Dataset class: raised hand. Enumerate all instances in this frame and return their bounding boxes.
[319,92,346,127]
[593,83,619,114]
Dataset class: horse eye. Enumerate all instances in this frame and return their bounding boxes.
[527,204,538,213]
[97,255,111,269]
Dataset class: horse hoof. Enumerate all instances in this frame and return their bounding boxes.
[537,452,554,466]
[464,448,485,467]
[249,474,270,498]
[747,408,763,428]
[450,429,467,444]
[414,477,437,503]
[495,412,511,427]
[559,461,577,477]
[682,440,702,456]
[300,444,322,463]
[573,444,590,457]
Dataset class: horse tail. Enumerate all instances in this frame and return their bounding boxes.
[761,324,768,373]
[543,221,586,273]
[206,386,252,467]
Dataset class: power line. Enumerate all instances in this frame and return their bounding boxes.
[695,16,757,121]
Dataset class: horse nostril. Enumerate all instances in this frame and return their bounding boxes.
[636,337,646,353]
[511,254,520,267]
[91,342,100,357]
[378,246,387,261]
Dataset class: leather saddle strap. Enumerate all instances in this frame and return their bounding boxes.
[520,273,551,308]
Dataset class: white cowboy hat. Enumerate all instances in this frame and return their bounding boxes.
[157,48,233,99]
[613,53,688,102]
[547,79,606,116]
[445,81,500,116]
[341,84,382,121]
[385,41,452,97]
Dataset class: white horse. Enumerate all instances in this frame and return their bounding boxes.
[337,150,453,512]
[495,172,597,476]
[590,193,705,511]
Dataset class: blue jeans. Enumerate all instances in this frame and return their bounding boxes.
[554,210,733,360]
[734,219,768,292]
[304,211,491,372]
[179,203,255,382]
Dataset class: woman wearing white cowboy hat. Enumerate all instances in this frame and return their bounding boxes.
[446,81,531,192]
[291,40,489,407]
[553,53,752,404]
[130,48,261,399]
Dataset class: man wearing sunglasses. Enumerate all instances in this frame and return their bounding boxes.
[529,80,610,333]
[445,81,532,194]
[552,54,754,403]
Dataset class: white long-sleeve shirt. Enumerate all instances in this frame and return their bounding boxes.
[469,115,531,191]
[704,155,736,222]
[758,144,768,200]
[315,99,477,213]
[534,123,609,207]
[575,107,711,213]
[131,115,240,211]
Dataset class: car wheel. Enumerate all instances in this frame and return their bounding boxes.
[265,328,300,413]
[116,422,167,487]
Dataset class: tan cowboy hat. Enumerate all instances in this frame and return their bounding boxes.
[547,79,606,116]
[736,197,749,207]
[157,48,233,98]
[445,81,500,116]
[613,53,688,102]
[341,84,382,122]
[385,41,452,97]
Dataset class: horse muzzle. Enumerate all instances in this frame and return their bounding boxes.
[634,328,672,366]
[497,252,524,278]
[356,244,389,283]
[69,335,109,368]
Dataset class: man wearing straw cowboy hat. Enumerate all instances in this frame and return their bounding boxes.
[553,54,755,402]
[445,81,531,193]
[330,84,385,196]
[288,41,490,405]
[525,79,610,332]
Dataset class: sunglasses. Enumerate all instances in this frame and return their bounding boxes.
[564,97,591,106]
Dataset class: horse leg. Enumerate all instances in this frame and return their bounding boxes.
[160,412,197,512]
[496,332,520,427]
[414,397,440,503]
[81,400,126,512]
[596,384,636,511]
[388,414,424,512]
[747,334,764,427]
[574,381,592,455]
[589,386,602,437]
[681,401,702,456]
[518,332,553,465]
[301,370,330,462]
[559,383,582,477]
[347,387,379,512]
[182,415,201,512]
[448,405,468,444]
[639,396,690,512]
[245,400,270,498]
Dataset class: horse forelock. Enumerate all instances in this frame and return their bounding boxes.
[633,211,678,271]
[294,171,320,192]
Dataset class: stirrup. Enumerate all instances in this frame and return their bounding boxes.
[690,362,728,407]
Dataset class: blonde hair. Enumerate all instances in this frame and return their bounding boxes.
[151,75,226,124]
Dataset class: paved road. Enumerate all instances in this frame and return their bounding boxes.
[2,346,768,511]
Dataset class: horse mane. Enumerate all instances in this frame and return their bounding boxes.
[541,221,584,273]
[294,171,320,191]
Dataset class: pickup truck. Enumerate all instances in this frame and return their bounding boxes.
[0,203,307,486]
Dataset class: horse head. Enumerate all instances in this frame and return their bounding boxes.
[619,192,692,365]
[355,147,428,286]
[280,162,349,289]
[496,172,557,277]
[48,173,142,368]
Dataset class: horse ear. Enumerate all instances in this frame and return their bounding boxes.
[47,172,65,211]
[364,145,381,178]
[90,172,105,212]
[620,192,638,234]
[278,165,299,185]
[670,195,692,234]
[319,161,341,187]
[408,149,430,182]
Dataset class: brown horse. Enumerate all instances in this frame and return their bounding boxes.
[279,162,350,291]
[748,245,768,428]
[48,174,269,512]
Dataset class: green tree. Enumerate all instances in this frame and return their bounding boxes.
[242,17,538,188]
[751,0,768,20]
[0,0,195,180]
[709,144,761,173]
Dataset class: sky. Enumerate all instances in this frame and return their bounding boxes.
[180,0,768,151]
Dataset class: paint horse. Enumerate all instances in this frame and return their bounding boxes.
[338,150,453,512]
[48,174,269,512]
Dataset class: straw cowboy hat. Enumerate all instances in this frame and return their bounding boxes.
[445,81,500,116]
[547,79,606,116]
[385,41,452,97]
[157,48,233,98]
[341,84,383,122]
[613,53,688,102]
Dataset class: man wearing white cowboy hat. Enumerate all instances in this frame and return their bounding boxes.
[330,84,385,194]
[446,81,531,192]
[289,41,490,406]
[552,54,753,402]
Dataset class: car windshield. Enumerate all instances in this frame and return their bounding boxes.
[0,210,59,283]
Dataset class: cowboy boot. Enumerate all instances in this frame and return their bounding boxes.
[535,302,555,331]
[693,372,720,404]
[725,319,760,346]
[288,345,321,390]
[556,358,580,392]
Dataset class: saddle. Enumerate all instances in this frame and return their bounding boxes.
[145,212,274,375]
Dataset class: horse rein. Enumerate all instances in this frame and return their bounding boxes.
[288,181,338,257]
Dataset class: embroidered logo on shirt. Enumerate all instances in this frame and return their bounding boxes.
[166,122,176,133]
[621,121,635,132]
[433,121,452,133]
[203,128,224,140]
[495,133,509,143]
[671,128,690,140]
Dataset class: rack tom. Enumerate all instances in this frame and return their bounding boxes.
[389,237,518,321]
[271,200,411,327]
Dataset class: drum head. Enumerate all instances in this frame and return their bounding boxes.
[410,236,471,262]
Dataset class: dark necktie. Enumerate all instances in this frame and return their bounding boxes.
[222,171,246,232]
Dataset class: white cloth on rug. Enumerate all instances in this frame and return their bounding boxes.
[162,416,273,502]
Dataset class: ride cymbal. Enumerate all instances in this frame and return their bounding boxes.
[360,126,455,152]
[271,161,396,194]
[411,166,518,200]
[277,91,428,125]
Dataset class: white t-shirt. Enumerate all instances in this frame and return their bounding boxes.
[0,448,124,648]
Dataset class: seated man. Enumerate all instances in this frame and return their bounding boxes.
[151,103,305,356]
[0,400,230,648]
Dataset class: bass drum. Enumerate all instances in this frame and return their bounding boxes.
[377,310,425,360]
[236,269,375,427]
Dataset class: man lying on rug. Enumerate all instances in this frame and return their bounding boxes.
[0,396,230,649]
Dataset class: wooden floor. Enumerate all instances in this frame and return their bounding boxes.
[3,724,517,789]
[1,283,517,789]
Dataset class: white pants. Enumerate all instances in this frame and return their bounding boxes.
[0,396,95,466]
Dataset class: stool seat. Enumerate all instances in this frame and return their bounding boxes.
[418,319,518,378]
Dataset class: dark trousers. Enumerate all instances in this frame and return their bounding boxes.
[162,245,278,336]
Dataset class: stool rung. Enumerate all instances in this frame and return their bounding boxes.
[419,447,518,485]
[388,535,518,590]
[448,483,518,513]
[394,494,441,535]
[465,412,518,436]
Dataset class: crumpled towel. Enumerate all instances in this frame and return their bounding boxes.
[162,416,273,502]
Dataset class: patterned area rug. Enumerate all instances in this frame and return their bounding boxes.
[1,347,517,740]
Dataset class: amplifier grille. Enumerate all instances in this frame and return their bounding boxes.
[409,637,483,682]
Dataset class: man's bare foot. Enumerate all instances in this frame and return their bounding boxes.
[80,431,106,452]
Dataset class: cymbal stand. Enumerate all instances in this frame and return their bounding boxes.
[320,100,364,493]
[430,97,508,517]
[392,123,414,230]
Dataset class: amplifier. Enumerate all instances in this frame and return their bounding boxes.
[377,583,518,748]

==============================

PROBLEM TO SOLVE => Nothing from before the line containing "Dataset class: amplifier grille." should appear; copy that line and each one after it through the last line of the entries, exactly.

SOLUTION TO THIS PROBLEM =>
Dataset class: amplifier grille. Enumerate all instances in this frame and return their bounding boxes.
[409,637,483,682]
Dataset class: man's bare foot. Enumerate all instances in this frame and return their bounding boxes.
[80,431,106,452]
Dataset class: cymbal stand. Enumerate all instances in this frame and return their bounding boxes.
[320,100,364,493]
[430,97,508,517]
[392,123,414,230]
Dataset class: amplifier. Enumerate all instances in this frame and return their bounding boxes.
[377,583,518,748]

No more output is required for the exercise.